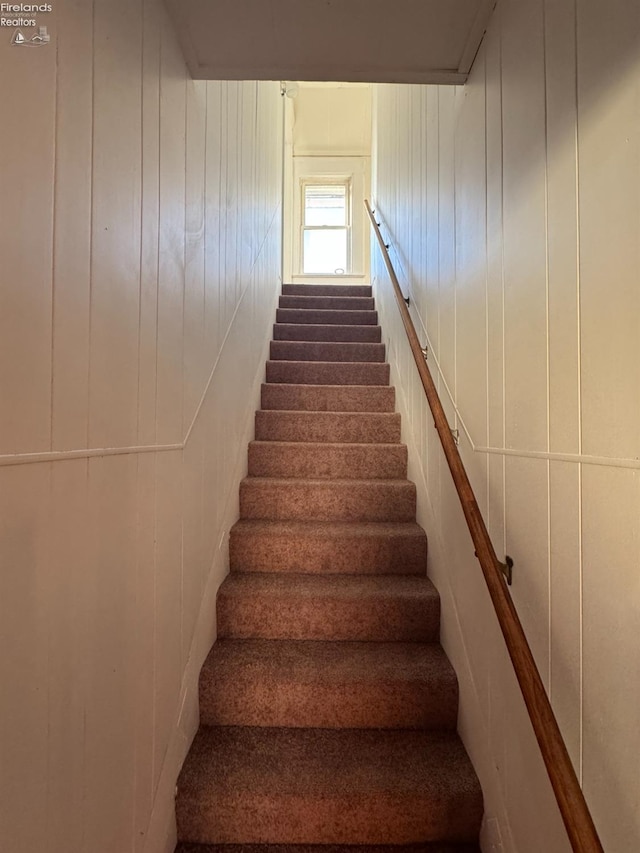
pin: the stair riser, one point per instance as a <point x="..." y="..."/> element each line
<point x="326" y="373"/>
<point x="338" y="334"/>
<point x="331" y="501"/>
<point x="326" y="290"/>
<point x="328" y="398"/>
<point x="327" y="318"/>
<point x="348" y="462"/>
<point x="233" y="699"/>
<point x="374" y="554"/>
<point x="311" y="351"/>
<point x="358" y="428"/>
<point x="287" y="818"/>
<point x="362" y="620"/>
<point x="328" y="303"/>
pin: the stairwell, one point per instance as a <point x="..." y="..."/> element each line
<point x="328" y="707"/>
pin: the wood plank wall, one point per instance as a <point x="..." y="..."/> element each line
<point x="140" y="258"/>
<point x="514" y="211"/>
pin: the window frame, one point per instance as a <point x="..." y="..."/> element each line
<point x="345" y="181"/>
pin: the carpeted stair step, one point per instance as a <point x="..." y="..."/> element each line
<point x="332" y="351"/>
<point x="328" y="303"/>
<point x="364" y="608"/>
<point x="327" y="317"/>
<point x="326" y="290"/>
<point x="328" y="685"/>
<point x="329" y="398"/>
<point x="356" y="427"/>
<point x="327" y="500"/>
<point x="315" y="332"/>
<point x="327" y="373"/>
<point x="435" y="847"/>
<point x="322" y="460"/>
<point x="328" y="547"/>
<point x="316" y="786"/>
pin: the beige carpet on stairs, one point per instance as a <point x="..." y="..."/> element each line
<point x="327" y="706"/>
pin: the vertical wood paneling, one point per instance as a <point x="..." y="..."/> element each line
<point x="110" y="710"/>
<point x="72" y="215"/>
<point x="150" y="214"/>
<point x="523" y="117"/>
<point x="446" y="232"/>
<point x="66" y="590"/>
<point x="172" y="238"/>
<point x="562" y="226"/>
<point x="433" y="216"/>
<point x="115" y="263"/>
<point x="213" y="220"/>
<point x="609" y="163"/>
<point x="24" y="533"/>
<point x="145" y="653"/>
<point x="547" y="164"/>
<point x="27" y="106"/>
<point x="566" y="605"/>
<point x="110" y="565"/>
<point x="167" y="601"/>
<point x="495" y="282"/>
<point x="611" y="542"/>
<point x="471" y="252"/>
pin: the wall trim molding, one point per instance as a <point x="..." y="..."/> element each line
<point x="11" y="459"/>
<point x="521" y="453"/>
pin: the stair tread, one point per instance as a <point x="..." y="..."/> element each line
<point x="341" y="483"/>
<point x="334" y="302"/>
<point x="327" y="459"/>
<point x="339" y="351"/>
<point x="249" y="784"/>
<point x="333" y="333"/>
<point x="294" y="425"/>
<point x="327" y="289"/>
<point x="434" y="847"/>
<point x="334" y="373"/>
<point x="284" y="396"/>
<point x="362" y="588"/>
<point x="321" y="662"/>
<point x="329" y="547"/>
<point x="327" y="317"/>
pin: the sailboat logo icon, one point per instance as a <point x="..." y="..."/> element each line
<point x="42" y="37"/>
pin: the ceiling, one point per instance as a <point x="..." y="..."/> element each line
<point x="378" y="41"/>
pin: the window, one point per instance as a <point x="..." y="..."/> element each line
<point x="326" y="227"/>
<point x="325" y="236"/>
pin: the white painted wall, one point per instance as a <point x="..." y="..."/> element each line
<point x="514" y="209"/>
<point x="140" y="225"/>
<point x="332" y="120"/>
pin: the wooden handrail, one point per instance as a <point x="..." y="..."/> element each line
<point x="573" y="807"/>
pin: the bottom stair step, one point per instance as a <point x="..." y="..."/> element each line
<point x="243" y="785"/>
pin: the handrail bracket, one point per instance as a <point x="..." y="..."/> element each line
<point x="507" y="569"/>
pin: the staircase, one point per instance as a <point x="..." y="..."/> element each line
<point x="328" y="708"/>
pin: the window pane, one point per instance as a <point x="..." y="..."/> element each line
======
Work required: Copy the records again, requests included, beginning at the line that contains "pin: the sailboat" and ending with the last line of the records. Raise every x and y coordinate in the answers by 47.

Finished answer:
pin: the sailboat logo icon, one point per instance as a <point x="..." y="..."/> element each line
<point x="89" y="84"/>
pin: the ceiling, one point per instance as a <point x="..." y="..."/> element each line
<point x="425" y="88"/>
pin: the window, one point per instance as a <point x="..." y="..."/> element each line
<point x="373" y="274"/>
<point x="372" y="283"/>
pin: the white painted wall, one point per instance as a <point x="..." y="..."/> element each line
<point x="561" y="256"/>
<point x="187" y="272"/>
<point x="379" y="167"/>
pin: the wooden handrail, one point per instance as a <point x="..." y="..."/> element each line
<point x="620" y="854"/>
pin: the bottom stair step, one point per instance as a <point x="..." y="..."/> element each line
<point x="290" y="832"/>
pin: the handrail bracket, one point per instance as a <point x="..." y="..."/> element each line
<point x="554" y="616"/>
pin: the staircase, one point per instance as a <point x="..." y="..."/> element each line
<point x="375" y="755"/>
pin: the window pane, one point per instance as a <point x="..." y="..."/> element each line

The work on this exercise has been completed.